▶ **What to do**: Reproduce the following items word for word, omitting the pictures from your answer.

_ _ _ _ _ _ _

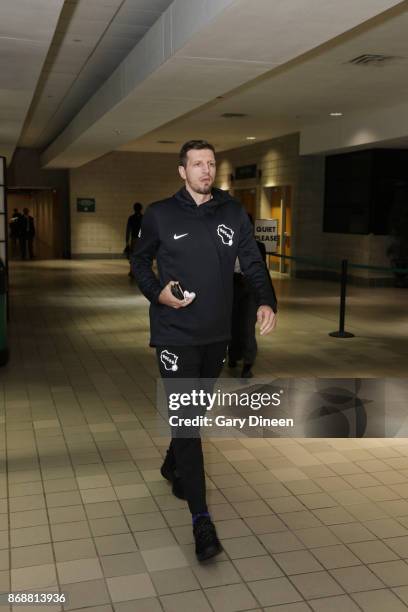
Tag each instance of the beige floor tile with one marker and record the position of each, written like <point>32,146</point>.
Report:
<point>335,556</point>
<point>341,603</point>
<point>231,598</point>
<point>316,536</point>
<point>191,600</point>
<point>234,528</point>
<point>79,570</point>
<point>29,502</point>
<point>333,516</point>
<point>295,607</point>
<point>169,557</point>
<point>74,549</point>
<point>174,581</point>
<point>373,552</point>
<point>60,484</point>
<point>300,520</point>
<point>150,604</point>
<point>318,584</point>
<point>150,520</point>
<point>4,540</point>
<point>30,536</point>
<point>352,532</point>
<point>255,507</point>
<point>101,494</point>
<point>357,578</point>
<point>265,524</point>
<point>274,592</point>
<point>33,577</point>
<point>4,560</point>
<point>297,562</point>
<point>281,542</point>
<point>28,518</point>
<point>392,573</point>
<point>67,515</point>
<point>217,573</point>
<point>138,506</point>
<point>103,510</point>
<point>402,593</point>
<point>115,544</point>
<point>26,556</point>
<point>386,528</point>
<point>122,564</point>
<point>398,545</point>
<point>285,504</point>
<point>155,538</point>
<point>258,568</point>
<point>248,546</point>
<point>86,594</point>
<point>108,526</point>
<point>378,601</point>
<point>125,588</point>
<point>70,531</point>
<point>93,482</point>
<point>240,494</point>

_ _ _ _ _ _ _

▶ **Worked answer**:
Tag each instance of the beige floor tile with one marker and record the position of each, written like <point>32,146</point>.
Report:
<point>335,556</point>
<point>341,603</point>
<point>231,598</point>
<point>316,536</point>
<point>191,600</point>
<point>234,528</point>
<point>79,570</point>
<point>29,502</point>
<point>333,516</point>
<point>295,607</point>
<point>169,557</point>
<point>74,549</point>
<point>174,581</point>
<point>373,552</point>
<point>60,484</point>
<point>300,520</point>
<point>150,604</point>
<point>318,584</point>
<point>150,520</point>
<point>4,540</point>
<point>30,536</point>
<point>352,532</point>
<point>255,507</point>
<point>101,494</point>
<point>357,578</point>
<point>265,524</point>
<point>274,592</point>
<point>33,577</point>
<point>4,560</point>
<point>297,562</point>
<point>281,542</point>
<point>28,518</point>
<point>392,573</point>
<point>67,515</point>
<point>217,573</point>
<point>138,506</point>
<point>103,510</point>
<point>402,593</point>
<point>115,544</point>
<point>26,556</point>
<point>386,528</point>
<point>122,564</point>
<point>398,545</point>
<point>285,504</point>
<point>155,538</point>
<point>258,568</point>
<point>248,546</point>
<point>86,594</point>
<point>108,526</point>
<point>378,601</point>
<point>125,588</point>
<point>70,531</point>
<point>93,482</point>
<point>240,494</point>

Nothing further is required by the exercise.